**MATERIALS PROVIDED**
○ ○ ○ ○ ○ ○ ○
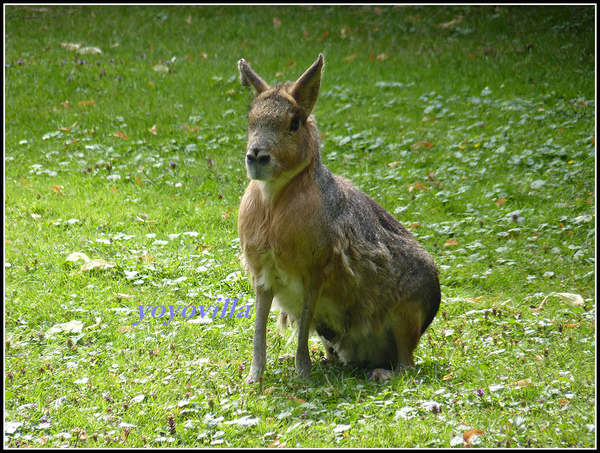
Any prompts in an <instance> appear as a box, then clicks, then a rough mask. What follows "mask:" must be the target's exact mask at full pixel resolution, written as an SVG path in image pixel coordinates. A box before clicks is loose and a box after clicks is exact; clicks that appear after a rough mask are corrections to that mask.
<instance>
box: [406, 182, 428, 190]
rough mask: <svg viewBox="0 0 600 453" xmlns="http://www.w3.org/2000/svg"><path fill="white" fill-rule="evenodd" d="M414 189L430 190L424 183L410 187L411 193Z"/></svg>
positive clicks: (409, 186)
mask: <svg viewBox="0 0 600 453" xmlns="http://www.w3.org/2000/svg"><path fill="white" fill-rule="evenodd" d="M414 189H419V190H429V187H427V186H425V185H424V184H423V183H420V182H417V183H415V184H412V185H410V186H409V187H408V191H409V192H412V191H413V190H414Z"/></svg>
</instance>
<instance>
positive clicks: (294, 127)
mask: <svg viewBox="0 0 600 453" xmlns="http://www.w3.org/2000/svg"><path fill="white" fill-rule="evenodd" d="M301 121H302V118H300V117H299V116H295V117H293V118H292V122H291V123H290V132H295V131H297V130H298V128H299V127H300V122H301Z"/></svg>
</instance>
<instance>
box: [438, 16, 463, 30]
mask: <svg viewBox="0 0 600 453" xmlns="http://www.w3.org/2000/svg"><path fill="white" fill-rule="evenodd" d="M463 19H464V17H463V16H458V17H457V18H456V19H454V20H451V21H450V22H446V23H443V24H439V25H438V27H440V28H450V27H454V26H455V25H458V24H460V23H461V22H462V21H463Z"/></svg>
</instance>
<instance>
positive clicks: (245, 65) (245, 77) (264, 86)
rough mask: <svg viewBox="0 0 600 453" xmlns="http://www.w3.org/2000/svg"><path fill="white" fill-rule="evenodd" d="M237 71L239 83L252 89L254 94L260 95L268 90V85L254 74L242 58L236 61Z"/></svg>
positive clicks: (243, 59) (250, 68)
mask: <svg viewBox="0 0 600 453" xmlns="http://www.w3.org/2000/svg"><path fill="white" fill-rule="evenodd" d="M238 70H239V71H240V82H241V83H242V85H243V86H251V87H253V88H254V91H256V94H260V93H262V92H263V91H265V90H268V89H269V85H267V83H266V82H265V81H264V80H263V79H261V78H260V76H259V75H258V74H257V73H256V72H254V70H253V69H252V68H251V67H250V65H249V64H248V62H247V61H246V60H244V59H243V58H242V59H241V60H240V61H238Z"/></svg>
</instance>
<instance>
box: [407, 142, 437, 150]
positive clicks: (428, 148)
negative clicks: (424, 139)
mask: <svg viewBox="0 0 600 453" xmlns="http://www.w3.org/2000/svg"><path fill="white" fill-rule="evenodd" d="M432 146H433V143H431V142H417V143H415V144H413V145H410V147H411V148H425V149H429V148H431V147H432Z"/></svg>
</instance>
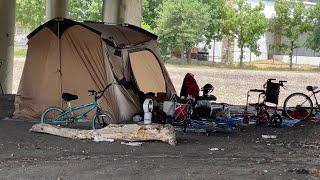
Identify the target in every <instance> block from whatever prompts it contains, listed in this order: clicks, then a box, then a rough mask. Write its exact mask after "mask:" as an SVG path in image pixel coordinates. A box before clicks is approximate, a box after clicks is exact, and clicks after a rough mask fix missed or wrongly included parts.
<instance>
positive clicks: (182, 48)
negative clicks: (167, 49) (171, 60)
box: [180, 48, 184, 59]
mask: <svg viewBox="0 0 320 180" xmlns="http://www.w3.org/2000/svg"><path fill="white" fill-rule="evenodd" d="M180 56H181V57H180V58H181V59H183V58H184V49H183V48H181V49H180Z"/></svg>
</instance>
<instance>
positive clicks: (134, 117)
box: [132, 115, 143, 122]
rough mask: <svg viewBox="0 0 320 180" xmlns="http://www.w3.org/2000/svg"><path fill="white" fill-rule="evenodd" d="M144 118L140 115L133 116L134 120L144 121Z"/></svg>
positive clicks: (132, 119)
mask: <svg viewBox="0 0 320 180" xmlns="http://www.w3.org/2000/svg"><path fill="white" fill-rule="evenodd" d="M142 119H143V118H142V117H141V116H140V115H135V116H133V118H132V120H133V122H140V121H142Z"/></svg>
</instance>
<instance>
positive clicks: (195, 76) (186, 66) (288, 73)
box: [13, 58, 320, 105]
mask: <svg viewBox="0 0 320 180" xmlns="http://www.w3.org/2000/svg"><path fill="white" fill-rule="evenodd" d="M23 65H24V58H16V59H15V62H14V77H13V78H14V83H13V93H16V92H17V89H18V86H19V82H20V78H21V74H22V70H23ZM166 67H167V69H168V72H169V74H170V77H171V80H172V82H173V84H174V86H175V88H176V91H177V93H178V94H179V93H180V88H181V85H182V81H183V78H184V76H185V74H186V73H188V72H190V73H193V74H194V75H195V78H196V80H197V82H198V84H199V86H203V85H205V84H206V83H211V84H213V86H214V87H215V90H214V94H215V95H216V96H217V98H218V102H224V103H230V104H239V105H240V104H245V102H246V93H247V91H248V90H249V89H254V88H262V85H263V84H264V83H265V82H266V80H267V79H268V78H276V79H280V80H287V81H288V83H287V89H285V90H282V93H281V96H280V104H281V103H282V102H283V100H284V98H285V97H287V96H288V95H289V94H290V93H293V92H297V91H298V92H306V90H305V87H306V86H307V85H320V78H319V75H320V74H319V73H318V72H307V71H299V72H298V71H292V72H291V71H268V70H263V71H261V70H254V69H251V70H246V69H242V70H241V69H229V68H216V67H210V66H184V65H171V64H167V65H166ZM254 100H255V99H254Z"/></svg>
○ ○ ○ ○ ○ ○ ○
**WORK TASK**
Rewrite all the data above, swapping every "positive clicks" for "foreground clicks" and leaving everything else unchanged. Omit the pictures from your answer.

**EXERCISE OUTPUT**
Any prompts in an <instance> appear as a box, then clicks, then a rough mask. What follows "mask:" must be the target's exact mask at full pixel resolution, written as an SVG path in image pixel coordinates. A box before clicks is loose and a box after clicks is exact; clicks that appear after a rough mask are corrections to that mask.
<instance>
box: [406, 182, 428, 190]
rough mask: <svg viewBox="0 0 600 453" xmlns="http://www.w3.org/2000/svg"><path fill="white" fill-rule="evenodd" d="M414 189L430 190L424 183L410 187L411 193Z"/></svg>
foreground clicks: (409, 186)
mask: <svg viewBox="0 0 600 453" xmlns="http://www.w3.org/2000/svg"><path fill="white" fill-rule="evenodd" d="M414 189H419V190H429V187H427V186H425V185H424V184H423V183H420V182H417V183H415V184H412V185H410V186H409V187H408V191H409V192H412V191H413V190H414Z"/></svg>
</instance>
<instance>
foreground clicks: (294, 127)
mask: <svg viewBox="0 0 600 453" xmlns="http://www.w3.org/2000/svg"><path fill="white" fill-rule="evenodd" d="M301 121H302V118H300V117H299V116H295V117H293V118H292V122H291V123H290V132H295V131H297V130H298V128H299V127H300V122H301Z"/></svg>
</instance>
<instance>
box: [438, 16, 463, 30]
mask: <svg viewBox="0 0 600 453" xmlns="http://www.w3.org/2000/svg"><path fill="white" fill-rule="evenodd" d="M463 19H464V17H463V16H458V17H457V18H456V19H454V20H451V21H450V22H446V23H443V24H439V25H438V27H440V28H450V27H454V26H455V25H458V24H460V23H461V22H462V21H463Z"/></svg>
</instance>
<instance>
foreground clicks: (245, 65) (245, 77) (264, 86)
rough mask: <svg viewBox="0 0 600 453" xmlns="http://www.w3.org/2000/svg"><path fill="white" fill-rule="evenodd" d="M237 71L239 83L252 89L254 94L260 95L268 90V85L254 74L242 58L236 61Z"/></svg>
foreground clicks: (243, 59) (250, 68)
mask: <svg viewBox="0 0 600 453" xmlns="http://www.w3.org/2000/svg"><path fill="white" fill-rule="evenodd" d="M238 70H239V71H240V82H241V83H242V85H243V86H251V87H253V88H254V91H256V94H260V93H262V92H263V91H265V90H268V89H269V85H267V83H266V82H265V81H264V80H263V79H261V78H260V76H259V75H258V74H257V73H256V72H254V70H253V69H252V68H251V67H250V65H249V64H248V62H247V61H246V60H244V59H243V58H242V59H241V60H240V61H238Z"/></svg>
</instance>
<instance>
box: [407, 142, 437, 150]
foreground clicks: (428, 148)
negative clicks: (424, 139)
mask: <svg viewBox="0 0 600 453" xmlns="http://www.w3.org/2000/svg"><path fill="white" fill-rule="evenodd" d="M432 146H433V143H431V142H417V143H415V144H413V145H410V147H411V148H425V149H429V148H431V147H432Z"/></svg>
</instance>
Identify the target in every <instance> block from whatever prompts it contains, listed in this order: clicks, then a box, then a rough mask. Write its exact mask after "mask:" as an SVG path in image pixel coordinates. A box before clicks is approximate, a box after clicks is exact, and clicks after a rough mask fix missed or wrongly included parts.
<instance>
foreground clicks: (182, 48)
negative clicks: (167, 49) (171, 60)
box: [180, 48, 184, 59]
mask: <svg viewBox="0 0 320 180" xmlns="http://www.w3.org/2000/svg"><path fill="white" fill-rule="evenodd" d="M180 56H181V57H180V58H181V59H183V58H184V49H183V48H181V49H180Z"/></svg>
</instance>
<instance>
foreground clicks: (134, 117)
box: [132, 115, 143, 122]
rough mask: <svg viewBox="0 0 320 180" xmlns="http://www.w3.org/2000/svg"><path fill="white" fill-rule="evenodd" d="M144 118L140 115L133 116L134 120L144 121Z"/></svg>
foreground clicks: (132, 119)
mask: <svg viewBox="0 0 320 180" xmlns="http://www.w3.org/2000/svg"><path fill="white" fill-rule="evenodd" d="M142 119H143V118H142V117H141V116H140V115H135V116H133V118H132V120H133V122H140V121H142Z"/></svg>
</instance>
<instance>
foreground clicks: (195, 76) (186, 66) (288, 73)
box: [13, 58, 320, 105]
mask: <svg viewBox="0 0 320 180" xmlns="http://www.w3.org/2000/svg"><path fill="white" fill-rule="evenodd" d="M23 65H24V58H16V59H15V62H14V77H13V78H14V83H13V93H16V92H17V89H18V86H19V82H20V78H21V74H22V70H23ZM166 67H167V69H168V72H169V74H170V77H171V80H172V82H173V84H174V86H175V88H176V91H177V93H178V94H179V93H180V88H181V85H182V81H183V78H184V76H185V74H186V73H188V72H190V73H193V74H194V75H195V78H196V80H197V82H198V84H199V86H203V85H205V84H206V83H211V84H213V86H214V87H215V90H214V94H215V95H216V96H217V98H218V102H224V103H230V104H239V105H240V104H245V102H246V93H247V91H248V90H249V89H254V88H262V85H263V84H264V83H265V82H266V80H267V79H268V78H276V79H280V80H287V81H288V83H287V89H285V90H282V93H281V96H280V104H281V103H282V102H283V100H284V98H285V97H287V96H288V95H289V94H290V93H293V92H297V91H298V92H306V90H305V87H306V86H307V85H320V78H319V75H320V74H319V73H318V72H307V71H299V72H298V71H292V72H291V71H268V70H263V71H261V70H254V69H251V70H246V69H242V70H241V69H229V68H216V67H210V66H184V65H171V64H167V65H166ZM254 100H255V99H254Z"/></svg>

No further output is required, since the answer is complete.